The Collected Works of Chögyam Trungpa brings together in eight volumes the writings of one of the first and most influential and inspirational Tibetan teachers to present Buddhism in the West. Organized by theme, the collection includes full-length books as well as articles, seminar transcripts, poems, plays, and interviews, many of which have never before been available in book form. From memoirs of his escape from Chinese-occupied Tibet to insightful discussions of psychology, mind, and meditation; from original verse and calligraphy to the esoteric lore of tantric Buddhism—the impressive range of Trungpa's vision, talents, and teachings is showcased in this landmark series.

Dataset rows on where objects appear
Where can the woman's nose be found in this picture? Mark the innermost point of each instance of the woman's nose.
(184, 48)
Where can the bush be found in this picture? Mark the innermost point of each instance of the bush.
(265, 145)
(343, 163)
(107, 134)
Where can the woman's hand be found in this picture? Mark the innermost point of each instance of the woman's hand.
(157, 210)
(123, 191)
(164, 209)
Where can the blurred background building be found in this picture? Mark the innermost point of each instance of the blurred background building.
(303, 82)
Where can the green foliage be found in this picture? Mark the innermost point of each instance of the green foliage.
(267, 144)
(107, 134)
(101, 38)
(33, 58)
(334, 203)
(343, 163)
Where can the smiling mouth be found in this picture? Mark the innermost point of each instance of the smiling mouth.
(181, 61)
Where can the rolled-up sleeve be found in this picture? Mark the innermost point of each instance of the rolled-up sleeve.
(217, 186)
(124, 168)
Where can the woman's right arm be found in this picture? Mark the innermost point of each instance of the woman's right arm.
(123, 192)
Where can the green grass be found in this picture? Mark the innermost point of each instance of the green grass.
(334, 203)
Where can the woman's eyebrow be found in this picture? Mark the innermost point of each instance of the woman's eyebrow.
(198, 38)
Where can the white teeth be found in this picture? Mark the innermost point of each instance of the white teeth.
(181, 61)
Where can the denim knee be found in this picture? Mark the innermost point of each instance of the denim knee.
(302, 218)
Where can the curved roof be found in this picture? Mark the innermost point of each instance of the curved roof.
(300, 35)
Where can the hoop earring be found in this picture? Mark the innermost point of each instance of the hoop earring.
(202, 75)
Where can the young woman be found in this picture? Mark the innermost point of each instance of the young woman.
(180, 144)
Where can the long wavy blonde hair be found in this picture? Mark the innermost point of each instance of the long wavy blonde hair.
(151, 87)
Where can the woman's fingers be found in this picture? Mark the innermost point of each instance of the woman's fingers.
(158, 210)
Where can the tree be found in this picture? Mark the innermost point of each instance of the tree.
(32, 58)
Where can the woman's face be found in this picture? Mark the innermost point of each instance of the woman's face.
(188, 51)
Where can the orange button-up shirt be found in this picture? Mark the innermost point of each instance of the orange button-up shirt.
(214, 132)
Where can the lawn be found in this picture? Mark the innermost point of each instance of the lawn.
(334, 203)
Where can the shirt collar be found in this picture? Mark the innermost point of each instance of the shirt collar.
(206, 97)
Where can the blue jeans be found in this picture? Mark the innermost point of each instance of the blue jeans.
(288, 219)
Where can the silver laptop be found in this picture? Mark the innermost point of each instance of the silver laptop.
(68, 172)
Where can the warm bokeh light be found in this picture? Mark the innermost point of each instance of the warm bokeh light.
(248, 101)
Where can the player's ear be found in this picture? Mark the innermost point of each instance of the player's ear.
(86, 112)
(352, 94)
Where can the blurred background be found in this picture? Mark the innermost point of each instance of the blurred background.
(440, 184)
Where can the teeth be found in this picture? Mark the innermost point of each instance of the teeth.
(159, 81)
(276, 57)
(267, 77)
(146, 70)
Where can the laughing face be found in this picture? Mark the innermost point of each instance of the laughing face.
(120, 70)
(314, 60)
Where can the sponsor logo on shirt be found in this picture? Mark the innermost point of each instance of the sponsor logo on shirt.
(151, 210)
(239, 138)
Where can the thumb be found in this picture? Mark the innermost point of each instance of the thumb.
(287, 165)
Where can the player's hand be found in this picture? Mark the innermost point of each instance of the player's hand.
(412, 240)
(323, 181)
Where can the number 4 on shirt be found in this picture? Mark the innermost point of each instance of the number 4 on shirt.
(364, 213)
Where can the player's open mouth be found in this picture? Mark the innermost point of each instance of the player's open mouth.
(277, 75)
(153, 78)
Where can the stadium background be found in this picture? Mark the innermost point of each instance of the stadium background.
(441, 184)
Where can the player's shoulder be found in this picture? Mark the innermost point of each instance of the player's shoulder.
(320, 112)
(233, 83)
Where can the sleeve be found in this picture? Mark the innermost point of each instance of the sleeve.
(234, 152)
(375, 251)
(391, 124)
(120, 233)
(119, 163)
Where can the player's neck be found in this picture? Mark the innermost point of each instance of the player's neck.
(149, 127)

### Exercise set
1: Decide whether each statement below agrees with the description of the Trungpa collection, answering yes or no and quoting the deciding words of the description.
(a) The collection is arranged in chronological order.
(b) Poems and plays are among the materials included.
(c) All of the material had already been published in book form.
2: Summarize the description of the Trungpa collection in two sentences.
3: Answer these questions from the description of the Trungpa collection.
(a) How many volumes does the collection contain?
(b) From what place did Trungpa escape, according to his memoirs?
(c) Along with original verse, what other artistic form is named?

### Answers to the problems
1:
(a) No: "Organized by theme"
(b) Yes: "articles, seminar transcripts, poems, plays, and interviews"
(c) No: "many of which have never before been available in book form"

2: The Collected Works of Chögyam Trungpa gathers, in eight volumes organized by theme, the writings of one of the first and most influential Tibetan teachers to present Buddhism in the West. It includes full-length books along with articles, seminar transcripts, poems, plays, and interviews, and it covers subjects ranging from memoirs of his escape from Chinese-occupied Tibet to psychology, meditation, verse, calligraphy, and tantric Buddhism.

3:
(a) Eight.
(b) Chinese-occupied Tibet.
(c) Calligraphy.